▶ _What needs to be done_
Put the lines of the records below into a JSON list of strings, one string per line and no blank lines, covering everything from the line containing "Reviewer note. Confirm that each instance of the man's arm" down to the line containing "<point>170,50</point>".

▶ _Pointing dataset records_
☆ ☆ ☆ ☆

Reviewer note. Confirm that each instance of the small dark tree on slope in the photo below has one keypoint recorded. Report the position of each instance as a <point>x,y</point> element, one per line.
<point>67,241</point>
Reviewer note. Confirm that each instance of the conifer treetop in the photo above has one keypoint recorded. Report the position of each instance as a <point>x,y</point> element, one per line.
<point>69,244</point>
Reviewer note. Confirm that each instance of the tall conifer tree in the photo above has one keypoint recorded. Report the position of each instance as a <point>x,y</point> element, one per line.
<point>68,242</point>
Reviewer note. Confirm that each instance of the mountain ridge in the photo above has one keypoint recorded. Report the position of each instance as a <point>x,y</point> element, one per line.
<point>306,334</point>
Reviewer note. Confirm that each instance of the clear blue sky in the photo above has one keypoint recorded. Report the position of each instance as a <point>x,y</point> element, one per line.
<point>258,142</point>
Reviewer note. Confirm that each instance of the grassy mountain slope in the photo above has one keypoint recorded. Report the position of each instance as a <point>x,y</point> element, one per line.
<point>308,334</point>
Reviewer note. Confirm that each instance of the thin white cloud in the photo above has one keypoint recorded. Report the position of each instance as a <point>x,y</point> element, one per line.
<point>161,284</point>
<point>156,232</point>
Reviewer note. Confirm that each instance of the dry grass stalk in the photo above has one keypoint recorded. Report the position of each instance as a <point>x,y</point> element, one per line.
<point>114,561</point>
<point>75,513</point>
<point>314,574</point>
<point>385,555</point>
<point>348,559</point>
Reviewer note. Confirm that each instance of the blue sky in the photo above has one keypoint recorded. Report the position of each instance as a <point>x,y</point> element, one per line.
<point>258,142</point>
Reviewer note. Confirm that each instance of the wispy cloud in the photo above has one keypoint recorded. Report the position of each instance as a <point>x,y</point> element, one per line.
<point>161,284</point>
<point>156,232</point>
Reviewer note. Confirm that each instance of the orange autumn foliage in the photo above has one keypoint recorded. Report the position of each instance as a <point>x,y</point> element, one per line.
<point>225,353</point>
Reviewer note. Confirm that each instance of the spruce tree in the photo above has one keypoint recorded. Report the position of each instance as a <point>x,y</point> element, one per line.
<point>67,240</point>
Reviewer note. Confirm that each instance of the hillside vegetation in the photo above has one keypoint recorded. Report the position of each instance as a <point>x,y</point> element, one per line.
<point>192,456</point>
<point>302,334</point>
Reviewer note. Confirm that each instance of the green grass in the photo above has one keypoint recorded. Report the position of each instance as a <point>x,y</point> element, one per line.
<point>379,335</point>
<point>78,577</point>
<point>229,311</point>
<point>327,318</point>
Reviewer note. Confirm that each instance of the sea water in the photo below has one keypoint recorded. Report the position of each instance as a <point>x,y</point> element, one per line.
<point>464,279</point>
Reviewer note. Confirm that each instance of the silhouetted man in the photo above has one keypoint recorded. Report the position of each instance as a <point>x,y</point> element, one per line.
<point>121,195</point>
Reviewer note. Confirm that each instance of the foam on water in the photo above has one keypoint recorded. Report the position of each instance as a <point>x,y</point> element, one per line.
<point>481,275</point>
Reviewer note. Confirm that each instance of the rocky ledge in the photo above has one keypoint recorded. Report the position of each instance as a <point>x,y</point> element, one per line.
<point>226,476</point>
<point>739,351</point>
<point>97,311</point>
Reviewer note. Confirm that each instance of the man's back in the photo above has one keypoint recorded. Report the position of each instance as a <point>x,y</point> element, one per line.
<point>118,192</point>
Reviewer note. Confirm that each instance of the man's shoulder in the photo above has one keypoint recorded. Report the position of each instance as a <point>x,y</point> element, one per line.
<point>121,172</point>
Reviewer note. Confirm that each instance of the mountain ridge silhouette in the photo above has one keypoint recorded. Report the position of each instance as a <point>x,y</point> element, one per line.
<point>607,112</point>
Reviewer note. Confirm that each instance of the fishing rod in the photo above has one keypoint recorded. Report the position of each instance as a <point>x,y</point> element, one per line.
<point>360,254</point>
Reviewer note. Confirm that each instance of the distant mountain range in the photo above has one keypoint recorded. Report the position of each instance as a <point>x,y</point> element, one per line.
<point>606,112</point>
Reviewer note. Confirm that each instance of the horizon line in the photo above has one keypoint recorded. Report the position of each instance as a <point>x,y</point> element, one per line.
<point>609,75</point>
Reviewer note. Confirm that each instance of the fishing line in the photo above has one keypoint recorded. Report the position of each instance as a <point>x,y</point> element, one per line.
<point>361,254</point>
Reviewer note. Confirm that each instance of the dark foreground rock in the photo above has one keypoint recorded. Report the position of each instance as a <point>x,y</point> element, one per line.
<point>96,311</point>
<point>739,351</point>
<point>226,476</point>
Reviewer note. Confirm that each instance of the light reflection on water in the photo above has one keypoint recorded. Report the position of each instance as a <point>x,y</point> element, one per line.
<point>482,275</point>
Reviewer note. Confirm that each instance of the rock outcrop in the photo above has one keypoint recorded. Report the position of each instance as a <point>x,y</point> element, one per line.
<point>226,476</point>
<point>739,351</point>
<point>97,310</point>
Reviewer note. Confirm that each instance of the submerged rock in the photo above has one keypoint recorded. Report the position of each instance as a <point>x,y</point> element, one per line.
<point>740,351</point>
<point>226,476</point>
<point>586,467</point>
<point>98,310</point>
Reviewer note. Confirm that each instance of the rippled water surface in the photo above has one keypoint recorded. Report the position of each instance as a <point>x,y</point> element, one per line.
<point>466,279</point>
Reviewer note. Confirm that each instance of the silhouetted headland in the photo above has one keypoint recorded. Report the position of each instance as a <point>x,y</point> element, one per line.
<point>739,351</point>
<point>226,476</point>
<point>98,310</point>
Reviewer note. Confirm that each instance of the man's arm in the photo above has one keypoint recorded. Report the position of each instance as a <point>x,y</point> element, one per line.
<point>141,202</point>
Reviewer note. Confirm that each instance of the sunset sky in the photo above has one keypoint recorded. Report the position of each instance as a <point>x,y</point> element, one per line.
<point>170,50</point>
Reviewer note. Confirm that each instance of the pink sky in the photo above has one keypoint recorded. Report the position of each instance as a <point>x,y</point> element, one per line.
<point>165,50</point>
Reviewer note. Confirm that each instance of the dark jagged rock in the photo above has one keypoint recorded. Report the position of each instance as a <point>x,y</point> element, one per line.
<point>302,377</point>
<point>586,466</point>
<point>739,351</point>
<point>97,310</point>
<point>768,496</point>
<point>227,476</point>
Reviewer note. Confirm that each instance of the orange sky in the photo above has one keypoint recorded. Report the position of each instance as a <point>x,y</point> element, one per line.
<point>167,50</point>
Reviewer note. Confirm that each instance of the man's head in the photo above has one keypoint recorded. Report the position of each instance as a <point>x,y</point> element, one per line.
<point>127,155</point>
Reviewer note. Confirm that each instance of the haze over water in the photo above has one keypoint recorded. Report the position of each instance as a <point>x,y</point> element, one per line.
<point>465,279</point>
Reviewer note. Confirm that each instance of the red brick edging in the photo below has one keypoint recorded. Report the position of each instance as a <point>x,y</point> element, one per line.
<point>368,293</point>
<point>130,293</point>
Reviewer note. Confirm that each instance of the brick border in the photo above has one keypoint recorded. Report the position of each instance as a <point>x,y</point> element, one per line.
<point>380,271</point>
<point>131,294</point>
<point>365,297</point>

☆ ☆ ☆ ☆

▶ _Result_
[
  "Reviewer note. Confirm that each instance of the man's arm in the photo above has one keypoint recorded. Report the position of each instance as a <point>x,y</point> element, one per line.",
  "<point>141,202</point>",
  "Reviewer note. Confirm that each instance of the sunset sky in the photo above has one keypoint recorded. Report the position of each instance as a <point>x,y</point> element, one per line.",
  "<point>170,50</point>"
]